Dataset entries
☆ ☆ ☆

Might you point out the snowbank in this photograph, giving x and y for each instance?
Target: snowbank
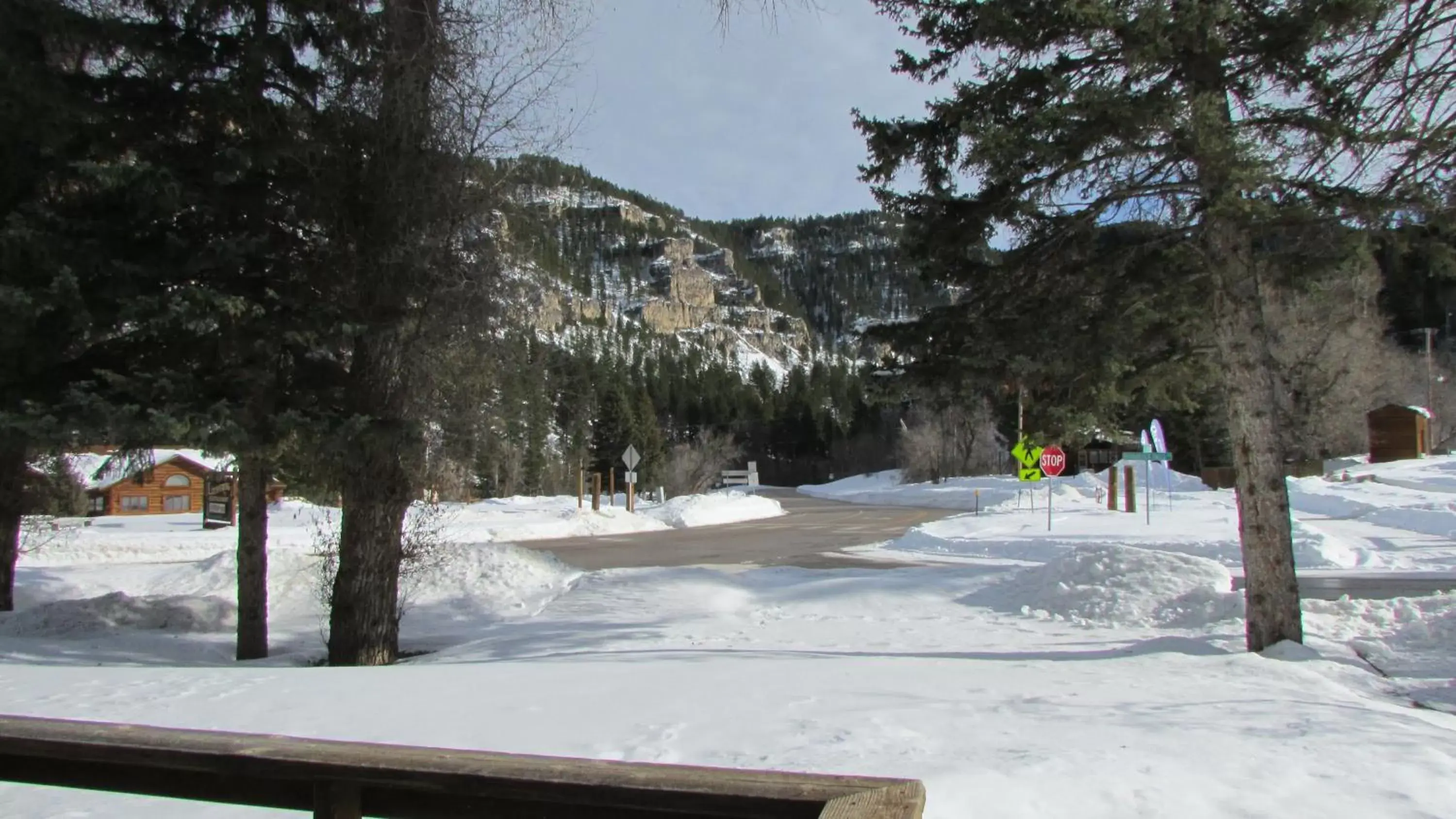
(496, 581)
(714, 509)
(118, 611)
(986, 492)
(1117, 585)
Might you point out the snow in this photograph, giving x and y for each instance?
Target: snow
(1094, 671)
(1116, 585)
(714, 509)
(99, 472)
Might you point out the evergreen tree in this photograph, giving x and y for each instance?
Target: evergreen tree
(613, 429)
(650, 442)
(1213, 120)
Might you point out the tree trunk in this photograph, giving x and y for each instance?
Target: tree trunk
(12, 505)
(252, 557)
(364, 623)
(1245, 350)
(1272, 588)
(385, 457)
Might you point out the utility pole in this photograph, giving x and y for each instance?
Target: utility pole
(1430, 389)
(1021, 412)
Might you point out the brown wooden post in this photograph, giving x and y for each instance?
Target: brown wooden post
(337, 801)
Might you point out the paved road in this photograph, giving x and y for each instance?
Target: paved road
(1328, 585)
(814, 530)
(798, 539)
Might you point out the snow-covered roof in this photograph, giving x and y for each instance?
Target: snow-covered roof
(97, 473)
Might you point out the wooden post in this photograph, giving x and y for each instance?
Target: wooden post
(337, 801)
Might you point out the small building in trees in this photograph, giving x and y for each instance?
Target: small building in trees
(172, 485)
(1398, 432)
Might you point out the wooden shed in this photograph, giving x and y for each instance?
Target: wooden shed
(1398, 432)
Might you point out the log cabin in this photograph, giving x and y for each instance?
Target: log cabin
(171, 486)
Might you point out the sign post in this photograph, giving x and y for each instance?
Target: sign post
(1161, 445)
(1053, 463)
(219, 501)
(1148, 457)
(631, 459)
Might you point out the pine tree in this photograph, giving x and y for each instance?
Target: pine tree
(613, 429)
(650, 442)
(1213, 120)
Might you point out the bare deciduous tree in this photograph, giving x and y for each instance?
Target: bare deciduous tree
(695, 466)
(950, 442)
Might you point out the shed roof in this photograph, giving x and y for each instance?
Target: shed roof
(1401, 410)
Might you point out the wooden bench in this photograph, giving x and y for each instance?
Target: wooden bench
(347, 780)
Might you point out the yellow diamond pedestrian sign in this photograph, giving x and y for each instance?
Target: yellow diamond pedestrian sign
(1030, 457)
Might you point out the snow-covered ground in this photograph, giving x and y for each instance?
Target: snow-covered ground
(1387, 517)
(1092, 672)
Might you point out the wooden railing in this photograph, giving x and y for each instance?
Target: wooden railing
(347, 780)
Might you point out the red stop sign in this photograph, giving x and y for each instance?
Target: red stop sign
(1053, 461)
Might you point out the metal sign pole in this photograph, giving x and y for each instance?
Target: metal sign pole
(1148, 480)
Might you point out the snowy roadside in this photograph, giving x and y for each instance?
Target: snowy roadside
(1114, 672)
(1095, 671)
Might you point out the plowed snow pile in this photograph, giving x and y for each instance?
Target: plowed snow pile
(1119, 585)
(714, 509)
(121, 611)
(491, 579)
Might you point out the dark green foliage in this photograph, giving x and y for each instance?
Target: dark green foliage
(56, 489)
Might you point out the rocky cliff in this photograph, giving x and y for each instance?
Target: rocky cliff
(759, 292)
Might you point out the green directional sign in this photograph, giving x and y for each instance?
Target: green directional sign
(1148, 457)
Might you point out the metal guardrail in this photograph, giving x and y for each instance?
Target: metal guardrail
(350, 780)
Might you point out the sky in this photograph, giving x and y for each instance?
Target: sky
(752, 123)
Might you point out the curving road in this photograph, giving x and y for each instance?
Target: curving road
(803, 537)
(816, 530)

☆ ☆ ☆

§ ACTIVITY: Repeat each line above exactly as it reads, omitting any pictures.

§ WRITTEN REPLY:
Might you point out the snowbank in this photograph, giving x and y for each instance?
Target: snowbank
(496, 581)
(714, 509)
(118, 611)
(986, 492)
(1117, 585)
Might you point out the snow in this photograph, giving x and y for each instance?
Target: snow
(1094, 671)
(1116, 585)
(714, 509)
(99, 472)
Might you point out the evergreen tree in this photograph, giving x and y for each instance?
Target: evergreen tree
(613, 429)
(650, 442)
(1213, 120)
Might you point out the tree trunk in this photograph, giving x and y for each instance?
Target: tree trunk
(12, 505)
(252, 557)
(364, 623)
(1245, 350)
(1272, 588)
(385, 457)
Might you point out the utility pole in this photograph, giving x and y for each instance?
Target: utility pole
(1430, 389)
(1021, 412)
Might you point out the brown wooden post in this photograph, giving x and y for each instance?
Target: brown wooden post
(337, 801)
Might you point out the paved road in this photograph, giving x and y for each instance?
Target: paved road
(1328, 585)
(814, 530)
(798, 539)
Might you point out the snow-covered roof in this photograph, giving x and y for each instance?
Target: snow-covered roof
(97, 473)
Might you point out the wooden post in this photograph, giving x and y for each instance?
Target: wooden post
(337, 801)
Might you point out the small building in trees in this photograph, giving x and y for each instance?
Target: small building in trees
(172, 485)
(1398, 432)
Might you point out the wooden shed in this photograph, giving x and y for each instance?
Target: wooden shed
(1398, 432)
Might you point out the log cabin in this photograph, giving x and y for each instance?
Target: log cabin
(171, 486)
Might you point out the sign post in this photograph, giving x and y for each instance?
Target: sign post
(1161, 445)
(1053, 463)
(219, 501)
(1148, 457)
(631, 459)
Might you point out the pine tree in this photograph, giving x and y for each instance?
Target: pine tree
(613, 429)
(650, 442)
(1213, 120)
Might you point out the bare deciduous tree in this photograph, giving x and y for each instance?
Target: bare deciduous tree
(695, 466)
(950, 442)
Might you point out the shed roof in this photograph, giving x and y for each instance?
Target: shed roof
(1401, 410)
Might you point out the wooden bench in this photograph, giving x and y for each instance?
Target: wooden bench
(347, 780)
Might you point out the yellow diamond pedestrian sign in this photograph, giving x and y for each instance?
Target: yellow diamond pedestrian sign
(1030, 457)
Might you point out the snow-covered ground in this photograph, giving x and y for each instance?
Target: snow-covered ground
(1387, 517)
(1092, 672)
Might you point out the wooden railing in this photograph, giving x and y for each instance?
Target: wooden railing
(347, 780)
Might you point out the red stop sign in this photograph, giving x and y for each instance?
Target: red stop sign
(1053, 461)
Might you point out the metal sign pole in this photograph, giving x and y for each instance?
Target: metal sign pole
(1148, 480)
Might you point out the snowy roadside in this photograph, giving x and y for each instance?
Target: snowy roadside
(1114, 672)
(1095, 671)
Might you point out the plowed snow pile in this photograph, giving x and y for each instance?
Target: plowed snow pile
(1119, 585)
(714, 509)
(121, 611)
(491, 579)
Might you point out the dark green foliage in this photograph, giving x and y for each instance?
Target: dark green foliage
(56, 489)
Might you point out the rocky cliff in this photograph, giving x and y for each instance?
Target: rocky cliff
(759, 292)
Might you point out the green directional sign in this photograph, giving x and y for each instance?
Target: green directional sign
(1148, 457)
Might you point out the metal guardrail in this photograph, giving x and y for each instance?
Target: metal guardrail
(350, 780)
Might you point out the sky in this photograph, giving x and y for each instance?
Target: sky
(752, 123)
Might you point out the curving road in this photograph, giving x and y for each instance?
Target: curving road
(803, 537)
(816, 530)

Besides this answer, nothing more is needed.